Reproduce the records verbatim, covering the stretch from the start through the line that contains "pixel 1286 493". Include that final line.
══ Stored rows
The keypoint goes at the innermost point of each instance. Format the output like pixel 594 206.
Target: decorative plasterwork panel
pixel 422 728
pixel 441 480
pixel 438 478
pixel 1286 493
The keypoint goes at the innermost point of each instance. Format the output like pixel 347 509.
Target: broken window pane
════
■ Solved exercise
The keypoint goes at the innermost point of each instance. Format the output like pixel 594 206.
Target: decorative plasterwork panel
pixel 422 728
pixel 441 480
pixel 438 478
pixel 1286 493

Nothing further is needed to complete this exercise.